◆ Passage given ◆

Are Municipal Corporations Exempt from the Wage & Hour provisions contained in the CA Labor Code?

Posted by Shawn McCammon | Employment - Public Employees, Employment Compliance Wage & Hour, Employmnet Advice & Counseling | Monday 21 September 2009 10:25 am

Recently, in Johnson v. Arvin Edison Water Storage Dist. (2009) 174 Cal.App.4th 729, the 5th District Court of Appeal in California held that a water district, which is a municipal corporation organized as a sort of quasi-governmental entity for the purpose of storing and delivering water to its community, is in fact exempt from the more stringent State overtime and meal period regulations contained in the California labor code.

The plaintiff argued that the water district was  not only subject to the Fair Labor Standards Act (FLSA – 29 U.S.C. Section 201, et seq.), but also to the more stringent wage and hour regulations contained in the California Labor Code, unless expressly exempted in the code itself.  According to the Plaintiff, under statutory construction rules, the Legislature intended that water storage districts provide their employees with overtime and meal periods in conformance with Labor Code Sections 510 (OT provision) and 512 (meal period provision), and the relevant IWC Wage Order. Plaintiff argued that these Labor Code requirements do not infringe on the execution of the District’s sovereign powers.

◆ Supplied information ◆
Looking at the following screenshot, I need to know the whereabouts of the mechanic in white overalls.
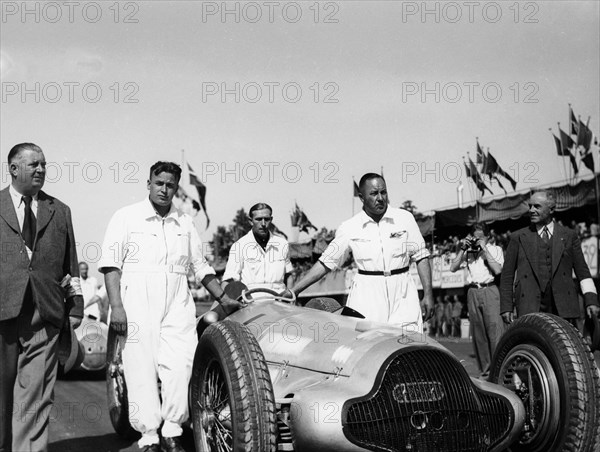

◆ Exercise ◆
Copy out the full blog post above about whether municipal corporations are exempt from California Labor Code wage and hour rules, word for word.

◆ Task response ◆
Are Municipal Corporations Exempt from the Wage & Hour provisions contained in the CA Labor Code?

Posted by Shawn McCammon | Employment - Public Employees, Employment Compliance Wage & Hour, Employmnet Advice & Counseling | Monday 21 September 2009 10:25 am

Recently, in Johnson v. Arvin Edison Water Storage Dist. (2009) 174 Cal.App.4th 729, the 5th District Court of Appeal in California held that a water district, which is a municipal corporation organized as a sort of quasi-governmental entity for the purpose of storing and delivering water to its community, is in fact exempt from the more stringent State overtime and meal period regulations contained in the California labor code.

The plaintiff argued that the water district was  not only subject to the Fair Labor Standards Act (FLSA – 29 U.S.C. Section 201, et seq.), but also to the more stringent wage and hour regulations contained in the California Labor Code, unless expressly exempted in the code itself.  According to the Plaintiff, under statutory construction rules, the Legislature intended that water storage districts provide their employees with overtime and meal periods in conformance with Labor Code Sections 510 (OT provision) and 512 (meal period provision), and the relevant IWC Wage Order. Plaintiff argued that these Labor Code requirements do not infringe on the execution of the District’s sovereign powers.